§ **Excerpt provided**:

*****

- Theatrical release poster
- Directed by: Richard Attenborough
- Written by: Peter Woodward
- Produced by: Richard Attenborough; Jo Gilbert;
- Starring: Shirley MacLaine; Christopher Plummer; Mischa Barton; Stephen Amell; Neve Campbell; Pete Postlethwaite; Brenda Fricker; Gregory Smith; David Alpay; Martin McCann;
- Cinematography: Roger Pratt
- Edited by: Lesley Walker
- Music by: Jeff Danna
- Distributed by: The Works Distribution
- Release dates: 14 September 2007 (Toronto International Film Festival); 1 November 2007 (United Kingdom);
- Running time: 113 minutes
- Countries: Canada United Kingdom United States
- Language: English

= Closing the Ring =

Closing the Ring is a 2007 romantic drama film directed by Richard Attenborough and starring Shirley MacLaine, Christopher Plummer, Mischa Barton, Stephen Amell, Neve Campbell, Pete Postlethwaite, and Brenda Fricker. It was the final film directed by Attenborough. The film was released in both the Republic of Ireland and the United Kingdom on 28 December 2007. Closing the Ring is an international co-production between the United Kingdom, Canada, and United States.

==Plot==
In rural Michigan in 1991, Marie Harris delivers the eulogy at the funeral of her father Chuck, a U.S. Army Air Force veteran who had fought in World War II. The church is full of veterans who knew and loved him. Her mother Ethel Ann is sitting out on the church porch, smoking and nursing a hangover.

Ethel is indifferent to Chuck's death, which only her friend Jack Etty seems to understand. Marie is furious with her mother and with her implication that she slept with many of the veterans when they were all young, but then Ethel relents and says that she was always faithful. It emerges that there is a lot Marie does not know about her mother's past and the true story of her love life.

*****

[Point labeling dataset excerpts]
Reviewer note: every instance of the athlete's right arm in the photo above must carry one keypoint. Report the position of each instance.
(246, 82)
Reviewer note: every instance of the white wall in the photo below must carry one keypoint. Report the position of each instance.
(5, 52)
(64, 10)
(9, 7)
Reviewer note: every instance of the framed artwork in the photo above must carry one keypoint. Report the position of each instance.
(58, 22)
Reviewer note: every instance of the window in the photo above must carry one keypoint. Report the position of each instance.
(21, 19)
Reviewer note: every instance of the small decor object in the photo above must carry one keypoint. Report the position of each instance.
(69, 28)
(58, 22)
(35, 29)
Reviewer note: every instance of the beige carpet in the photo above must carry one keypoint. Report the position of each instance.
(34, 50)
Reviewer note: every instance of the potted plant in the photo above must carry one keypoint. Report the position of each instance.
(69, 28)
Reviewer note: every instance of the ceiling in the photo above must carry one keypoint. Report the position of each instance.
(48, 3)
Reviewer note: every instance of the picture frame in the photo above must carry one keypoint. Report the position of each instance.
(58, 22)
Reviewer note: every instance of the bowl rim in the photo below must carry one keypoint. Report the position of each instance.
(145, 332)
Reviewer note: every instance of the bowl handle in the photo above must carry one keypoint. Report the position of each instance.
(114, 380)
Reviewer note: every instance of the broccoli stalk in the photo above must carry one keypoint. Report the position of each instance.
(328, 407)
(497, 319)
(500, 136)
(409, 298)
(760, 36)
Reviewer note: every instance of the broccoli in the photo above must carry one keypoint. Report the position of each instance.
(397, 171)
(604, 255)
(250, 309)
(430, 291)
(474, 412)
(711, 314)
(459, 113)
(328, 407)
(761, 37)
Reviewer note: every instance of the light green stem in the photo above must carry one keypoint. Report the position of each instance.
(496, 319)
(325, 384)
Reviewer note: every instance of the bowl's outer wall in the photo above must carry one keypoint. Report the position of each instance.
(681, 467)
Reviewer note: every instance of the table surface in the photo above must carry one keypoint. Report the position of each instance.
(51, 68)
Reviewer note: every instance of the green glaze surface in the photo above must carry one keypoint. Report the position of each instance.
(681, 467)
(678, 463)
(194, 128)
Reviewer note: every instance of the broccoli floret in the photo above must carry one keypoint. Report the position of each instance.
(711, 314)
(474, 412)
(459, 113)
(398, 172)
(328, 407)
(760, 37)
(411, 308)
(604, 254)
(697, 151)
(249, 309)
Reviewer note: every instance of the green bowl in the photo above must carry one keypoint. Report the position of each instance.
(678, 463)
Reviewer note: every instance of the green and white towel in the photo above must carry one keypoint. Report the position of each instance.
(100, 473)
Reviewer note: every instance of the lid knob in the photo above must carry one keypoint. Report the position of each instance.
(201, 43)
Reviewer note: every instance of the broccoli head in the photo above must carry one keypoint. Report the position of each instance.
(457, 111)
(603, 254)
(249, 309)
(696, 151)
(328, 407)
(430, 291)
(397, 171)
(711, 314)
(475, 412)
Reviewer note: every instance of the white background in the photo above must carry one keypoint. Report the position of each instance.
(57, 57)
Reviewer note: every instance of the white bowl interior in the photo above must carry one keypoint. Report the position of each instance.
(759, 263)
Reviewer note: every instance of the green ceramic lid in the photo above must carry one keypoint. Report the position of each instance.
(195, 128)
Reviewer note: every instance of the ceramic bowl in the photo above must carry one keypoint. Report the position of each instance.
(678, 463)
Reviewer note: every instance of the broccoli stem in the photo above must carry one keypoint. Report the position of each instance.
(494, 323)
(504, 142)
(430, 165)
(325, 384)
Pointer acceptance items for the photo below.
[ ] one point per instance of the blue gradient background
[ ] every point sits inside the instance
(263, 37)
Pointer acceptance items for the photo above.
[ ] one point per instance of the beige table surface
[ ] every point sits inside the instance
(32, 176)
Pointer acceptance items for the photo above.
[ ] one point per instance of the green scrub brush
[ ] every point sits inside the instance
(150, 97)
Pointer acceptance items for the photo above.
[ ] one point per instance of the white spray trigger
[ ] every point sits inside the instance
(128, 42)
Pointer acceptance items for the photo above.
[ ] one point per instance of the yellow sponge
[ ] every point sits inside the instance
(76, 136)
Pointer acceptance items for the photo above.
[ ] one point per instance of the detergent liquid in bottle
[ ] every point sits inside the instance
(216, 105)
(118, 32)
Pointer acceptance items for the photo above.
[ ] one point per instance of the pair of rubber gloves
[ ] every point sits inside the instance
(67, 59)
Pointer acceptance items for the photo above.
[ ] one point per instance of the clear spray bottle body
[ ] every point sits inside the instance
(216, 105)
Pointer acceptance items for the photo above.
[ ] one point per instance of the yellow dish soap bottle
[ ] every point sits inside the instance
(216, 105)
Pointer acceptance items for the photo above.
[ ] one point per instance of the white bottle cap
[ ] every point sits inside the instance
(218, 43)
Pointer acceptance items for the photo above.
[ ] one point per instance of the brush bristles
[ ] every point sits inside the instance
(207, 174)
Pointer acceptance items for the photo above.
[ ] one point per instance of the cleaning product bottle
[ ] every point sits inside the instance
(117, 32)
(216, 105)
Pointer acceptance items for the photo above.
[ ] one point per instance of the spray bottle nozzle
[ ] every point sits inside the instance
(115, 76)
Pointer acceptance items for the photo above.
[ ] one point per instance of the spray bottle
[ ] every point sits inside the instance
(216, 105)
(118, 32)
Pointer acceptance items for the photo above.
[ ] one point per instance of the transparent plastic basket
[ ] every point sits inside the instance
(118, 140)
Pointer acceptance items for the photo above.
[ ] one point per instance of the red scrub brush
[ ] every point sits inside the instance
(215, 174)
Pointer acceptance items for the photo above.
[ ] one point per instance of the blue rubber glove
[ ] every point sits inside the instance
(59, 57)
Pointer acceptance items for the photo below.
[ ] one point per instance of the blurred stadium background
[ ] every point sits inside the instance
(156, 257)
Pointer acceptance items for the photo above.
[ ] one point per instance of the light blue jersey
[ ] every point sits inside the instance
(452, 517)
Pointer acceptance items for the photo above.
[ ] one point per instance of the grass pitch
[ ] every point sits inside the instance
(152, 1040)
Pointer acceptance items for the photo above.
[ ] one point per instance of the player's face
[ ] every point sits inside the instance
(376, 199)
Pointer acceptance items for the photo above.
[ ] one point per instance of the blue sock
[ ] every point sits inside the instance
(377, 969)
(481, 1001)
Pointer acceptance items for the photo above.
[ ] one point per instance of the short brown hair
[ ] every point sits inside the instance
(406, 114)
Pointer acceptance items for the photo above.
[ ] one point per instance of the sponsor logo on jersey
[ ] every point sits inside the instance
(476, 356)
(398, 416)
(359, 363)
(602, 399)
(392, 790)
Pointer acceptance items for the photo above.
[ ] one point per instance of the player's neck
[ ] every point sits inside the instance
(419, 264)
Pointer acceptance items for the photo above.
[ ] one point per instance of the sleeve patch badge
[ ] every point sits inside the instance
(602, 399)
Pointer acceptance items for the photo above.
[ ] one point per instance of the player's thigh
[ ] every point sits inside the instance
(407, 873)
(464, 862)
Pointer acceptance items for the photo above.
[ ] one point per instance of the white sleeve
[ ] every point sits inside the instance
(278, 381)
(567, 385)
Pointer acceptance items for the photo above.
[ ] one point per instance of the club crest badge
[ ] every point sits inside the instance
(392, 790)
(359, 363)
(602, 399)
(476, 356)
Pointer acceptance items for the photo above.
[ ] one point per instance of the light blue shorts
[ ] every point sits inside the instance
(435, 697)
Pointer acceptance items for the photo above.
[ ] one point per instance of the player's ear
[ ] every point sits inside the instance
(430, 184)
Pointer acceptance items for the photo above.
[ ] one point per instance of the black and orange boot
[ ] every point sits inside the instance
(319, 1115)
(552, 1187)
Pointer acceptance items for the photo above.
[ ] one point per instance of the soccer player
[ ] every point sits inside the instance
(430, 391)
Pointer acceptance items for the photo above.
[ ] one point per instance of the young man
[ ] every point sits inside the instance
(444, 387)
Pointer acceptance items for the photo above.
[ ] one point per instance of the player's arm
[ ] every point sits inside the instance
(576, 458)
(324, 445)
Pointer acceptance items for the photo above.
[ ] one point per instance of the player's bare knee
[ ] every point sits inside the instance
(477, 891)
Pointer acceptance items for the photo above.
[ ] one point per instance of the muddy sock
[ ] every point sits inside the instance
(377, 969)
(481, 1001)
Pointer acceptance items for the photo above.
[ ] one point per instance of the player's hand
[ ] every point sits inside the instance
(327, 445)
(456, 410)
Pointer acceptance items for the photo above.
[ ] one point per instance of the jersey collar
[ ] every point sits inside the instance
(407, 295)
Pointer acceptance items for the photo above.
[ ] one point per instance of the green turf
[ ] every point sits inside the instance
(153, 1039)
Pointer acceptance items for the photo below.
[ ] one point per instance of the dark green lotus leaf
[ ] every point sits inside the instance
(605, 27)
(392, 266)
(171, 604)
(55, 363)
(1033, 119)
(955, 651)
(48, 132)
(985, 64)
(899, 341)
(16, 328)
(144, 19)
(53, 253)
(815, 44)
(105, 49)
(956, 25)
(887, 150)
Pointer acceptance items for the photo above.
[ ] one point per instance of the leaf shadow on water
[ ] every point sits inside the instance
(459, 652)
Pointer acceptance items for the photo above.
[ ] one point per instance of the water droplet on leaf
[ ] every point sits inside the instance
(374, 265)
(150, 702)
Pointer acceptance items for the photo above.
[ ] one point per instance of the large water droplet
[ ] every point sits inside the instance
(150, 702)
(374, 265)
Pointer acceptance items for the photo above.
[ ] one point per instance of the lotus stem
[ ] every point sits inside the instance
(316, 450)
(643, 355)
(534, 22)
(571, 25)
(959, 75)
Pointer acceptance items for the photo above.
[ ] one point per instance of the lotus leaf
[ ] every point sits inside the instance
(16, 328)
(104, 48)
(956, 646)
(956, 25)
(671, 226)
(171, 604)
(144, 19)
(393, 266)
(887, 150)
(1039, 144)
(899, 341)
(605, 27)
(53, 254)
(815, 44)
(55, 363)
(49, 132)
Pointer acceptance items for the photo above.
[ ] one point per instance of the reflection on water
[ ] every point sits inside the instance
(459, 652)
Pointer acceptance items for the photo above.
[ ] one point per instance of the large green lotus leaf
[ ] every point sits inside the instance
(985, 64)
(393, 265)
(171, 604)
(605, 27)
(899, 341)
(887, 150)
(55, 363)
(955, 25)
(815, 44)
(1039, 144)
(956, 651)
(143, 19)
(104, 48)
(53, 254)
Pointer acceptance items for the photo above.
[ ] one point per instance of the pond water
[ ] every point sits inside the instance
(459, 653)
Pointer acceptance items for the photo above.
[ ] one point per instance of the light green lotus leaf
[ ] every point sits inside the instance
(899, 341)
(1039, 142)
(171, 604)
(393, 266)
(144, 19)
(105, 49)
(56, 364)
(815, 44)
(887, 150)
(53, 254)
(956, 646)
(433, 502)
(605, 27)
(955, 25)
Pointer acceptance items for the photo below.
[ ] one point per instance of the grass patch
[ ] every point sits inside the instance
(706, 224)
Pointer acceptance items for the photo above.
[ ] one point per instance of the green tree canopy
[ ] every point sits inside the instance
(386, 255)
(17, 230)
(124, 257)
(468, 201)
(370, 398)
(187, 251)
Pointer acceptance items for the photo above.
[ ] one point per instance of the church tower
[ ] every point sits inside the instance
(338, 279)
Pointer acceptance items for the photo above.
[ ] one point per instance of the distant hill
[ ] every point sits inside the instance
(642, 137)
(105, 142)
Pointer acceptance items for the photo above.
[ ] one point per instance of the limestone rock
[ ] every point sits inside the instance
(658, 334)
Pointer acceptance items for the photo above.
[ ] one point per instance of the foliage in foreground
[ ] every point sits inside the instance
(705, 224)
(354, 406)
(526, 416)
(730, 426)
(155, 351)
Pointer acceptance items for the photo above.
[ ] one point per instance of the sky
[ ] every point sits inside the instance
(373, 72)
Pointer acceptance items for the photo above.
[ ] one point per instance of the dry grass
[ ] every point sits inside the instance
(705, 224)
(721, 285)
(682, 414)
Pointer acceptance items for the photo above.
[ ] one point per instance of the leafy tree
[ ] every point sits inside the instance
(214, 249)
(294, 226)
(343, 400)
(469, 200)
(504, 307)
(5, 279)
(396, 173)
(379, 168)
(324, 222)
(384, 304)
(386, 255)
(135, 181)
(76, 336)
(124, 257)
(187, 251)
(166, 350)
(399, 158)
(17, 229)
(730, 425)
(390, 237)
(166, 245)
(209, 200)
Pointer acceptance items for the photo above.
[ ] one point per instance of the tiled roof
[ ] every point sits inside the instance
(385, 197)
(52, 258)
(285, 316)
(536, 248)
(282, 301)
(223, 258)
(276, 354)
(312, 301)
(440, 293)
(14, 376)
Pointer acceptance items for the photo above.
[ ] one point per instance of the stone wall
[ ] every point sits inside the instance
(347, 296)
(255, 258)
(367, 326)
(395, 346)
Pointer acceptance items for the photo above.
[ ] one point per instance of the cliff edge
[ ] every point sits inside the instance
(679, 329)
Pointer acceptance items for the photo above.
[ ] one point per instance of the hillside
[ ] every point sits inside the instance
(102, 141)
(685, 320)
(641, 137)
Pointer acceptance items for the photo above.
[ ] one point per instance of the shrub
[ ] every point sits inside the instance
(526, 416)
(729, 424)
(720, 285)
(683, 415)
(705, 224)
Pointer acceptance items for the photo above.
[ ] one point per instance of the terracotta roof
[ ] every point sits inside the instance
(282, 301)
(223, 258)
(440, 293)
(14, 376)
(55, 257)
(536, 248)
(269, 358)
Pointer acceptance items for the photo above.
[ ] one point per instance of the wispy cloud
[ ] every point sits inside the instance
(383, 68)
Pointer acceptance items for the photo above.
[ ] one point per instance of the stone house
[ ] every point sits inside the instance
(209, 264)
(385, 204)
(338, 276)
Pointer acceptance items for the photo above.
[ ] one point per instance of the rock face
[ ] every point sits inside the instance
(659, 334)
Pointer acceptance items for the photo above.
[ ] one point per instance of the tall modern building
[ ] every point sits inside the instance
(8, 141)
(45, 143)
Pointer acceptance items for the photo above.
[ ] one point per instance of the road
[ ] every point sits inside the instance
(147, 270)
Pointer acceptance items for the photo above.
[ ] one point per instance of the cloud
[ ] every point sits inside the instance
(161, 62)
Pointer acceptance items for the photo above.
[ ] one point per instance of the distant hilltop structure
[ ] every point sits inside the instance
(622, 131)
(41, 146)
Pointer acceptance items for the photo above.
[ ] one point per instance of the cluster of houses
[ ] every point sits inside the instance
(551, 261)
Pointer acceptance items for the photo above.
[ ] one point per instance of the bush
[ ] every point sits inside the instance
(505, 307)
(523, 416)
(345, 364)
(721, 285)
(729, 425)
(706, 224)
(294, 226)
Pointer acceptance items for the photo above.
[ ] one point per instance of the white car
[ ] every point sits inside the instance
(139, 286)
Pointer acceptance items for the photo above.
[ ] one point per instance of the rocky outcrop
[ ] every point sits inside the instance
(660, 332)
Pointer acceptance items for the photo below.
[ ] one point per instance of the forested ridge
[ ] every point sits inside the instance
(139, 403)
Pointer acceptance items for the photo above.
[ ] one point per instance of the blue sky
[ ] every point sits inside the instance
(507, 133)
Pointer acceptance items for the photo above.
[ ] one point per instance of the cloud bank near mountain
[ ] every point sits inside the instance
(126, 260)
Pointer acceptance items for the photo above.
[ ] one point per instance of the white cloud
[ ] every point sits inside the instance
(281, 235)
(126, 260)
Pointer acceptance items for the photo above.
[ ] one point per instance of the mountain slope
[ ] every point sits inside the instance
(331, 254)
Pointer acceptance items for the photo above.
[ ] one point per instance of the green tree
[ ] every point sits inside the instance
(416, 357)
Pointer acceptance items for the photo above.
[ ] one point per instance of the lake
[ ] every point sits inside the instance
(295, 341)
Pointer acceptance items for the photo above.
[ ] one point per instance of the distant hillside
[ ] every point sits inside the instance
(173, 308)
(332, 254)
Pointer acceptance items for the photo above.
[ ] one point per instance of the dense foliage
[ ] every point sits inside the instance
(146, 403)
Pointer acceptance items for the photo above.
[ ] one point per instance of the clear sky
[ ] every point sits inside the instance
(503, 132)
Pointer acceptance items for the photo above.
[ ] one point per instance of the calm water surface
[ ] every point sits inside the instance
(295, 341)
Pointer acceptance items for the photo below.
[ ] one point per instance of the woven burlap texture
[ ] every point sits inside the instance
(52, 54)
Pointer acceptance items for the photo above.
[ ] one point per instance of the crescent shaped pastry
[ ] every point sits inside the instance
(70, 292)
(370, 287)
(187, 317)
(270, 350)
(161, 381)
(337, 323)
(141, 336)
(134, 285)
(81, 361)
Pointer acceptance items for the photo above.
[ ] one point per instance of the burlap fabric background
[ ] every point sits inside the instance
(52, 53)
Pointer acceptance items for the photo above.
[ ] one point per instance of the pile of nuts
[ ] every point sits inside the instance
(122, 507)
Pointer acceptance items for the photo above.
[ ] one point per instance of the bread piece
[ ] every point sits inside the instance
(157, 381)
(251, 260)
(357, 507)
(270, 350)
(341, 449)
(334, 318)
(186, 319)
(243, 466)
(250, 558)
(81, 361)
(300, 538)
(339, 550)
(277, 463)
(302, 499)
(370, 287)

*****

Replace "Michigan" with "Ohio" and write out the Closing the Ring article from "Closing the Ring is a 2007" to "nursing a hangover.".

Closing the Ring is a 2007 romantic drama film directed by Richard Attenborough and starring Shirley MacLaine, Christopher Plummer, Mischa Barton, Stephen Amell, Neve Campbell, Pete Postlethwaite, and Brenda Fricker. It was the final film directed by Attenborough. The film was released in both the Republic of Ireland and the United Kingdom on 28 December 2007. Closing the Ring is an international co-production between the United Kingdom, Canada, and United States.

==Plot==
In rural Ohio in 1991, Marie Harris delivers the eulogy at the funeral of her father Chuck, a U.S. Army Air Force veteran who had fought in World War II. The church is full of veterans who knew and loved him. Her mother Ethel Ann is sitting out on the church porch, smoking and nursing a hangover.